Record set
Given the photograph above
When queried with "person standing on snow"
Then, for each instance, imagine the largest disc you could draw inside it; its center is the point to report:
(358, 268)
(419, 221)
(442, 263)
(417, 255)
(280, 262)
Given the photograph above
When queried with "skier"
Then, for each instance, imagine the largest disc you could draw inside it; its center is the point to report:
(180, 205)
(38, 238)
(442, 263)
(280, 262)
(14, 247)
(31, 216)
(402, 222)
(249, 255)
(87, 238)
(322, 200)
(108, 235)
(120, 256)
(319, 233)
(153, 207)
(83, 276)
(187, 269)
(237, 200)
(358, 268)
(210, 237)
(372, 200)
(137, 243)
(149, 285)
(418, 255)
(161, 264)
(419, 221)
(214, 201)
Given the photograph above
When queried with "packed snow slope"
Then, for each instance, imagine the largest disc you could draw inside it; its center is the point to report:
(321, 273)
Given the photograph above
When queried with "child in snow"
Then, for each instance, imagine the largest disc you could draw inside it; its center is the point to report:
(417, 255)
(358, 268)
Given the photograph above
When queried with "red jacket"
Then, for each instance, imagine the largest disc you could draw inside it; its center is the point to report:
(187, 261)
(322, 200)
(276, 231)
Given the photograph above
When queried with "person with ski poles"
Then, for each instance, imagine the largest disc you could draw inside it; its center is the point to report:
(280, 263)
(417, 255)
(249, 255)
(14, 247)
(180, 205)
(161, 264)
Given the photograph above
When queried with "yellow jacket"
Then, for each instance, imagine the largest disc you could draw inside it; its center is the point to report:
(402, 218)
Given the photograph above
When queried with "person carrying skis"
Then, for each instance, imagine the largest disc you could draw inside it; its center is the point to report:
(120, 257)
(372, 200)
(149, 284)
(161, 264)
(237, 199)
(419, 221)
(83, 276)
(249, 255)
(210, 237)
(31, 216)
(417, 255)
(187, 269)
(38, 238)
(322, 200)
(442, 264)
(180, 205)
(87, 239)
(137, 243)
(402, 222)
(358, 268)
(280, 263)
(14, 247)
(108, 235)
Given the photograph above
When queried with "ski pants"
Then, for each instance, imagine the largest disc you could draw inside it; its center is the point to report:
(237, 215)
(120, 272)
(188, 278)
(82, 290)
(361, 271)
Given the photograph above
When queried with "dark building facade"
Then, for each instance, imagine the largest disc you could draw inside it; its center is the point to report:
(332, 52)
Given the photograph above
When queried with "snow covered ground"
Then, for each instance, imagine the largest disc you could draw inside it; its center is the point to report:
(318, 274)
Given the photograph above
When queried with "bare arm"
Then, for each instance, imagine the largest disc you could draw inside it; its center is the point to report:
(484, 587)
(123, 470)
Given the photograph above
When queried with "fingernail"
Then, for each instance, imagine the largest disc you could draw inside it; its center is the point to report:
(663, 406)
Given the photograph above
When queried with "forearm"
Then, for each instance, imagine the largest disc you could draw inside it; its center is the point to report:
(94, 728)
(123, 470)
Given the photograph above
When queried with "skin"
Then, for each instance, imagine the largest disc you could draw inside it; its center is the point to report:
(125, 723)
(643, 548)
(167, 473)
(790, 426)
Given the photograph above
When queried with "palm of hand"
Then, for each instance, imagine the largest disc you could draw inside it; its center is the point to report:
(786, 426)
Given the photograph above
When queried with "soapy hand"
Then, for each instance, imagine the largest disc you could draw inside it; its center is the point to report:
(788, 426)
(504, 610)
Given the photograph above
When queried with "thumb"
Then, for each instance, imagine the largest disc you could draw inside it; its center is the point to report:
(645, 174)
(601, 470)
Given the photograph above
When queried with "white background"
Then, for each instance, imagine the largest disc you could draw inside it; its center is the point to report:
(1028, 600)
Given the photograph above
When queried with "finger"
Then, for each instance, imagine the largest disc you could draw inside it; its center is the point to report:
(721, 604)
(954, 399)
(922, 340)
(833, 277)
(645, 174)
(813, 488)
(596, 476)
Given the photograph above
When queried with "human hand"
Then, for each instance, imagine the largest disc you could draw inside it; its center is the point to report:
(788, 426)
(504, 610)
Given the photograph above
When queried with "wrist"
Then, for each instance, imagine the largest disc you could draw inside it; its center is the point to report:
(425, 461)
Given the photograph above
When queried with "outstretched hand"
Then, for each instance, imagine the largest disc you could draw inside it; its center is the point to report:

Instructions for the task
Everything in the listing above should be restated exactly.

Task answer
Given the photograph above
When queried with "person standing on snow"
Then, for each instance, imagine the largest disc you could draw inside it; its center is the point to report:
(358, 268)
(419, 221)
(442, 263)
(417, 255)
(280, 262)
Given the photograph above
When queried with "skier"
Then, for each instance, imagine the largest disc you could draw inside it; its center is the point to report:
(180, 205)
(38, 238)
(442, 263)
(280, 262)
(14, 247)
(31, 216)
(402, 222)
(249, 255)
(87, 238)
(322, 200)
(108, 235)
(120, 256)
(319, 233)
(153, 207)
(83, 276)
(187, 269)
(237, 200)
(358, 268)
(210, 237)
(372, 200)
(137, 243)
(149, 285)
(418, 255)
(161, 264)
(419, 221)
(214, 201)
Given the photograph above
When queried with "packed snow slope"
Then, for each instance, imagine the largest disc you could draw inside it; its center is the point to report:
(321, 273)
Given the photograph above
When queried with "child in snow"
Then, for each instance, imagine the largest disc you could draw inside it; its center is the point to report:
(417, 255)
(358, 268)
Given the photograph above
When queried with "red jacket"
Then, for each instance, imagine the largest disc you could draw inside it; its center is the point to report:
(187, 261)
(322, 200)
(276, 231)
Given the photograph above
When queried with "person with ski poles"
Then, for each instance, imagine the largest disc you could draw inside it; its center is the point to report:
(280, 263)
(417, 255)
(249, 255)
(14, 247)
(180, 205)
(161, 264)
Given the photograph above
When queried with "yellow jacket"
Then, for each instance, imagine the largest disc you could draw inside it; its center is the point to report:
(402, 218)
Given the photograph above
When queried with "person carrying skis"
Then, for each instance, imagine the largest disc you could draw inside it; its center is the point to report:
(120, 257)
(372, 200)
(149, 284)
(161, 264)
(237, 199)
(419, 221)
(83, 276)
(249, 255)
(210, 237)
(31, 216)
(417, 255)
(187, 269)
(38, 238)
(322, 200)
(442, 264)
(180, 205)
(87, 239)
(137, 243)
(402, 222)
(358, 268)
(280, 263)
(14, 247)
(108, 235)
Given the photograph above
When queried with "ski pants"
Then, for each instance, imagine the largest disc you could draw inside it; its center is the point to report:
(237, 215)
(120, 272)
(188, 278)
(82, 290)
(361, 271)
Given the photograph above
When queried with "dark building facade"
Then, for each instance, imagine the largest disc you could draw inside it; its center is the point to report:
(332, 52)
Given the photograph above
When queried with "snow covered ground"
Then, for each instance, imagine the largest disc you could draw inside it; its center is the point to report:
(318, 274)
Given the photograph above
When queried with "bare arm"
Then, for each instance, imagine the largest disc you could draw inside it; its center is the point to report:
(484, 587)
(123, 470)
Given the photograph above
When queried with "fingernail"
Then, for each instance, imagine the largest disc you could draw inside it; its center is the point to report:
(663, 406)
Given the photograph above
When queried with "forearm"
Then, for each instance, imagine the largest disc you could draw inside it; its center is the point to report:
(94, 728)
(123, 470)
Given the photograph above
When queried with "skin"
Then, for each instance, imagine the largest disc you could draw inside it; its center is the point to report:
(125, 723)
(643, 548)
(167, 473)
(790, 426)
Given the photograph above
When queried with "palm of hand"
Then, for each instance, imagine the largest disc you could draw inside it; its center is the point to report:
(786, 426)
Given the photograph above
When queried with "soapy hand"
Then, for each instance, imagine the largest disc you could draw inside it; its center is the point to report:
(788, 426)
(504, 610)
Given the photograph above
When queried with "thumb"
Then, for each instance, imagine the largest disc you could draw inside it; its center is the point to report:
(645, 174)
(601, 470)
Given the photograph above
When queried with "white background"
Then, for each instance, imagine the largest disc you could draw inside it; its center is the point to report:
(1028, 600)
Given the photograph above
When queried with "finger"
Then, for each instance, imagine the largest disc you could draw inside it; its center is the point to report:
(721, 604)
(954, 399)
(922, 340)
(833, 277)
(645, 174)
(813, 488)
(596, 476)
Given the photograph above
When queried with "human hand"
Then, for each instance, imagine the largest disc you could draw inside it; its center is the point to report:
(788, 426)
(504, 610)
Given the photograph above
When queried with "wrist"
Then, for each instance, imagine the largest disc you could draw inside it; its center is the point to report:
(425, 461)
Given the photograph above
When queried with "outstretched hand"
Then, for each instance, imagine the largest disc you could draw inside it; its center is the point to report:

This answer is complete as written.